WRITTEN TASKS:
a) Reproduce word for word the stretch of the crawling problem from "Quick Answer: This" through "and termination detection.".
b) Answer these questions from the crawling problem, one answer per line:
(i) Which company is the problem listed under?
(ii) What difficulty level is given for it?
(iii) In the simulated version, what should the function return if no URL leads to "congrats"?
c) Pick up the crawling problem text after its final sentence and keep writing it.

Find final URL by crawling until “congrats”

Company: Ramp

Role: Software Engineer

Category: Coding & Algorithms

Difficulty: hard

Interview Round: Technical Screen

You are given a starting HTTP URL. Implement a function that repeatedly calls URLs returned by previous responses until you reach a response that indicates success. Behavior: - Make an HTTP GET request to a URL. - The response body can be one of: 1) A success marker (e.g., the body equals the string `"congrats"`). 2) A payload that contains a list of new URLs to call next (possibly alongside other fields/data). 3) Other data that does not contain any new URLs (a dead end). - Continue iterating/recursing through returned URLs until you find a URL whose response is `"congrats"`. Requirements: - Return only the final URL that produced the `"congrats"` response (you do NOT need to return the path of URLs taken). - Print/log each HTTP response you receive before deciding how to parse it and what to do next. - Handle error cases, especially HTTP 503 (Service Unavailable): implement reasonable retry behavior and error handling for malformed/unexpected response bodies. - The solution should be practical and focused on getting the core logic working first; coding style is not the priority. Clarify any assumptions you need (e.g., max retries, backoff strategy, cycle detection, concurrency).

Quick Answer: This question evaluates a candidate's competency in implementing robust HTTP-based crawling and traversal logic, including response parsing, retry and error handling, and termination detection.

You are given a starting URL and a simulated HTTP environment. Implement a function that keeps making GET requests until it finds a response body equal to the string "congrats". Simulation rules: - `web` maps each URL to either a single response body or a list of response bodies. - If `web[url]` is a list, each fetch of that URL returns the next item in the list. If the URL is fetched more times than the list length, keep returning the last item. - A response body can be: 1. The string "congrats" -> success. 2. A dictionary containing key `"urls"` with a list of next URLs to visit -> continue crawling. 3. Any other value -> dead end. 4. A dictionary `{"status": 503}` -> temporary failure; retry the same URL. Requirements and assumptions: - Return only the final URL whose response body is "congrats". - Print/log every response before deciding how to handle it. Printed output is not part of the return value. - Retry HTTP 503 immediately, up to `max_retries` extra times for that URL. - Use FIFO order (BFS) when exploring returned URLs, preserving the order in each `"urls"` list. - Use cycle detection so the same URL is not processed repeatedly through loops. - If a response is malformed or does not contain usable next URLs, treat it as a dead end. - If no URL leads to "congrats", return `None`.

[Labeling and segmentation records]
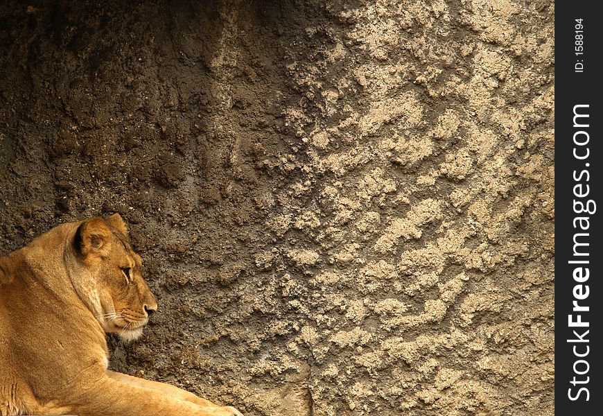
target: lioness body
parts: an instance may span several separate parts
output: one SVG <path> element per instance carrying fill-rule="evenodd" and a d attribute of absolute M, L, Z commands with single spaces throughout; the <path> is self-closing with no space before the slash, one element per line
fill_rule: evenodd
<path fill-rule="evenodd" d="M 105 332 L 133 339 L 157 308 L 121 217 L 56 227 L 0 257 L 0 416 L 232 415 L 107 371 Z"/>

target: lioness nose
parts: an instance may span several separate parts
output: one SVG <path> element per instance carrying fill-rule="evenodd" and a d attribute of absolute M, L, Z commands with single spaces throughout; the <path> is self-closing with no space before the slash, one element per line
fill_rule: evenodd
<path fill-rule="evenodd" d="M 155 313 L 155 311 L 157 310 L 157 306 L 149 306 L 148 305 L 144 306 L 144 310 L 146 312 L 146 314 L 150 318 L 150 315 Z"/>

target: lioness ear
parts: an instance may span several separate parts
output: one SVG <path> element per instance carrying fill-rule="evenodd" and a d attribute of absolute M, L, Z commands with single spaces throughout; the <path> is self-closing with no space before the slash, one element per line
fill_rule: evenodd
<path fill-rule="evenodd" d="M 128 225 L 123 221 L 123 218 L 119 214 L 114 214 L 110 217 L 105 220 L 105 221 L 111 227 L 123 234 L 123 236 L 128 236 Z"/>
<path fill-rule="evenodd" d="M 103 257 L 109 252 L 111 230 L 100 217 L 82 223 L 76 235 L 76 248 L 85 258 Z"/>

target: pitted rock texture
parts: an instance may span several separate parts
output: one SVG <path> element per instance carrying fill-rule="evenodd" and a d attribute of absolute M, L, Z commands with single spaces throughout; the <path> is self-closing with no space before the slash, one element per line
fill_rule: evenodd
<path fill-rule="evenodd" d="M 552 415 L 552 1 L 0 5 L 0 254 L 119 212 L 112 367 L 245 415 Z"/>

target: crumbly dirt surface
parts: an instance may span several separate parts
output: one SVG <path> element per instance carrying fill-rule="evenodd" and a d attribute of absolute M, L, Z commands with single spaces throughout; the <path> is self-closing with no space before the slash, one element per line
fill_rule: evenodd
<path fill-rule="evenodd" d="M 245 415 L 552 415 L 554 13 L 3 1 L 0 254 L 119 212 L 112 368 Z"/>

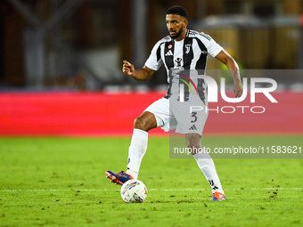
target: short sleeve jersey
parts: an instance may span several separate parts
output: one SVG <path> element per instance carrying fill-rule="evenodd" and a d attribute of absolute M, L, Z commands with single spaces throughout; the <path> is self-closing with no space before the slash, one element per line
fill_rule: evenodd
<path fill-rule="evenodd" d="M 164 64 L 169 84 L 166 97 L 169 98 L 174 86 L 177 86 L 176 81 L 173 80 L 176 76 L 178 77 L 180 72 L 193 69 L 204 74 L 208 54 L 216 57 L 222 50 L 223 47 L 209 35 L 187 29 L 185 38 L 181 41 L 176 41 L 169 36 L 158 41 L 153 46 L 145 66 L 152 70 L 158 70 Z M 183 79 L 188 82 L 189 77 L 190 75 L 187 74 L 187 78 Z M 199 88 L 199 91 L 204 90 L 202 87 L 204 81 L 199 82 L 199 80 L 194 82 L 198 90 Z M 180 82 L 180 80 L 178 81 Z"/>

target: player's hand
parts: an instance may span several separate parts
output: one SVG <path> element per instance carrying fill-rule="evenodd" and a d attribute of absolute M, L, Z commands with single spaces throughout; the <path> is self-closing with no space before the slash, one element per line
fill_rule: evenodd
<path fill-rule="evenodd" d="M 127 61 L 123 61 L 123 68 L 122 71 L 124 74 L 127 76 L 133 76 L 135 71 L 135 67 L 131 63 L 129 63 Z"/>
<path fill-rule="evenodd" d="M 243 85 L 241 81 L 234 83 L 233 85 L 233 93 L 235 94 L 235 97 L 241 97 L 243 93 Z"/>

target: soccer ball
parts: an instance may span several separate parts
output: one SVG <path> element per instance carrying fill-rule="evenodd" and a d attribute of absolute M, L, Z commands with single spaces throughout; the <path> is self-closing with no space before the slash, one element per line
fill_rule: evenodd
<path fill-rule="evenodd" d="M 121 197 L 126 203 L 143 203 L 147 197 L 145 184 L 139 180 L 128 180 L 122 185 Z"/>

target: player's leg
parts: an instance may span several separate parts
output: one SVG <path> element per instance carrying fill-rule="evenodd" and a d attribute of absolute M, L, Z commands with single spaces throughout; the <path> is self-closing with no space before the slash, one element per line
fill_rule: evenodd
<path fill-rule="evenodd" d="M 185 134 L 186 144 L 192 150 L 202 150 L 203 152 L 192 153 L 192 157 L 196 159 L 200 169 L 204 174 L 208 180 L 211 191 L 212 200 L 224 200 L 225 195 L 223 191 L 219 177 L 217 174 L 215 164 L 210 155 L 208 154 L 201 147 L 201 135 L 198 134 Z M 194 150 L 195 148 L 195 150 Z"/>
<path fill-rule="evenodd" d="M 129 179 L 137 179 L 140 165 L 147 150 L 148 132 L 161 126 L 169 130 L 169 101 L 162 98 L 150 105 L 134 122 L 134 132 L 128 149 L 127 171 L 113 173 L 106 171 L 111 182 L 123 184 Z"/>
<path fill-rule="evenodd" d="M 135 179 L 138 178 L 141 162 L 147 150 L 148 131 L 155 127 L 157 127 L 156 117 L 149 111 L 144 111 L 135 119 L 127 171 Z"/>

EXERCISE RESPONSES:
a)
Quick Answer: This question evaluates a candidate's competency in implementing robust HTTP-based crawling and traversal logic, including response parsing, retry and error handling, and termination detection.

b)
(i) Ramp
(ii) Hard
(iii) `None`

c)
Constraints

  • 0 <= len(web) <= 10^4
  • 0 <= max_retries <= 10
  • The total number of URLs across all `urls` lists is at most 2 * 10^4
  • Each URL in a `urls` list should be processed at most once, except for internal retries caused by HTTP 503

Examples

Input: ("http://start", {"http://start": {"urls": ["http://a", "http://b"], "meta": 1}, "http://a": {"message": "dead end"}, "http://b": "congrats"}, 2)

Expected Output: "http://b"

Explanation: Start returns two next URLs. `http://a` is a dead end, and `http://b` returns `congrats`, so the answer is that final URL.

Input: ("s", {"s": {"urls": ["r"]}, "r": [{"status": 503}, {"status": 503}, "congrats"]}, 2)

Expected Output: "r"

Explanation: URL `r` returns HTTP 503 twice, then succeeds on the third attempt. With `max_retries = 2`, this is allowed.

Input: ("u1", {"u1": {"urls": ["u2"]}, "u2": {"urls": ["u1", "u3"]}, "u3": {"info": "nothing here"}}, 1)

Expected Output: None

Explanation: The crawl contains a cycle between `u1` and `u2`, but no reachable response ever equals `congrats`.

Input: ("done", {"done": "congrats"}, 3)

Expected Output: "done"

Explanation: The starting URL already returns `congrats`, so it is immediately the answer.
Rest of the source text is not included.